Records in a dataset
◆ ◆ ◆ ◆ ◆ ◆ ◆

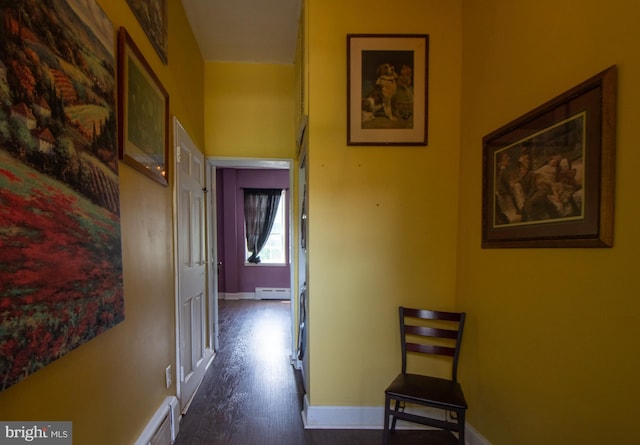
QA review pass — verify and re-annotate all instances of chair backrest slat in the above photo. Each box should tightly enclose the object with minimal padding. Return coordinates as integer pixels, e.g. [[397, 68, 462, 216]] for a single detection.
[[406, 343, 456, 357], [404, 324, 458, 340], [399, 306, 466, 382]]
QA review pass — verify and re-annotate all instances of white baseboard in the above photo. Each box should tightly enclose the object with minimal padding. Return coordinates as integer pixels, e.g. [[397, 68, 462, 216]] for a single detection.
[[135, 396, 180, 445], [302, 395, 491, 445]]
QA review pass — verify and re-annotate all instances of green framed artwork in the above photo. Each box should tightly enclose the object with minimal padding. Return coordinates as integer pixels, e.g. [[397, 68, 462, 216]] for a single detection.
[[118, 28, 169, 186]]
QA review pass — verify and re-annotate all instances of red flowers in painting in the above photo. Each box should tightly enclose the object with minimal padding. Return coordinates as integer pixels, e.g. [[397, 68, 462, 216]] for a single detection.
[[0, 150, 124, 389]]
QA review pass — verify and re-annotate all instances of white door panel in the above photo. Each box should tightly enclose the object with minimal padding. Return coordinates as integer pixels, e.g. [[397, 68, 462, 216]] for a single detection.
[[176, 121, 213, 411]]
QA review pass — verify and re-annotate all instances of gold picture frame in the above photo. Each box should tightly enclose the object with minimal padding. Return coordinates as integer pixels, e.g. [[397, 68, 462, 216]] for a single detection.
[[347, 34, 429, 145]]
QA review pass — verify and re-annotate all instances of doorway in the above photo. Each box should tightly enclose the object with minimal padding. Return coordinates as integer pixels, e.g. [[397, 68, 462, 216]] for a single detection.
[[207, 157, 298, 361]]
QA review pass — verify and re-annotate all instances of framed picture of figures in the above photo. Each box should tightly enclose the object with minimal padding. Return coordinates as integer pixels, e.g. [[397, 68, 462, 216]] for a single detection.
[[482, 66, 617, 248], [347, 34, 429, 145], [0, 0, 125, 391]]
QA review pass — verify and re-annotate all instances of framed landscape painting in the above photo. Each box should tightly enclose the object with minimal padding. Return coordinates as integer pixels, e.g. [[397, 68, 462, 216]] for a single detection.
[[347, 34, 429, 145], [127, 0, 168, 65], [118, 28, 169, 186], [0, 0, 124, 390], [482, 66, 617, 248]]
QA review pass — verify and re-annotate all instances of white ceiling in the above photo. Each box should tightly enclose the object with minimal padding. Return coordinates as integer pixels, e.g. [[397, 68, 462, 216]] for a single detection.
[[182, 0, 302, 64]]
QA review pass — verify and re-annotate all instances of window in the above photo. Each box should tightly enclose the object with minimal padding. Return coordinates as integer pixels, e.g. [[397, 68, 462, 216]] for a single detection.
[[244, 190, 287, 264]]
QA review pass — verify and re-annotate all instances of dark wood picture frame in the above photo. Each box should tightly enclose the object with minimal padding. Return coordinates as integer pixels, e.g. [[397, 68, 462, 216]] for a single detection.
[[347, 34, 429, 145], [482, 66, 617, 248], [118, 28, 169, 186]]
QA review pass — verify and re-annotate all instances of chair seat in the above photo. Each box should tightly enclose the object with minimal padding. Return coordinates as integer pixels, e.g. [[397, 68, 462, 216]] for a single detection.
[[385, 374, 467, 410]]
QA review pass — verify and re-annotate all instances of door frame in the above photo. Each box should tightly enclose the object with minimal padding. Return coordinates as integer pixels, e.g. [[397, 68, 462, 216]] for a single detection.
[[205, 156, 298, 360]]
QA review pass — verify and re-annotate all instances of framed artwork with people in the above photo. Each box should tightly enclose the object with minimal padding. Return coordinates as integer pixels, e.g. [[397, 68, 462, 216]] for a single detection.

◆ ◆ ◆ ◆ ◆ ◆ ◆

### Task objective
Lay out the rows from their start through the line containing "306, 466, 382]]", inclusive, as a two-column CSV with the columns instruction and response. Put each text and its answer in its own quoted field with line breaks turned into spaces, and leave out the pictures.

### Problem solution
instruction,response
"QA review pass — verify and re-annotate all instances of chair backrest slat in the above photo. Each box should tightly enclose the object with minimal padding. Return coordinates as integer pixels, e.g. [[397, 68, 462, 216]] for a single detection.","[[406, 343, 456, 357], [404, 324, 458, 340], [399, 306, 466, 382]]"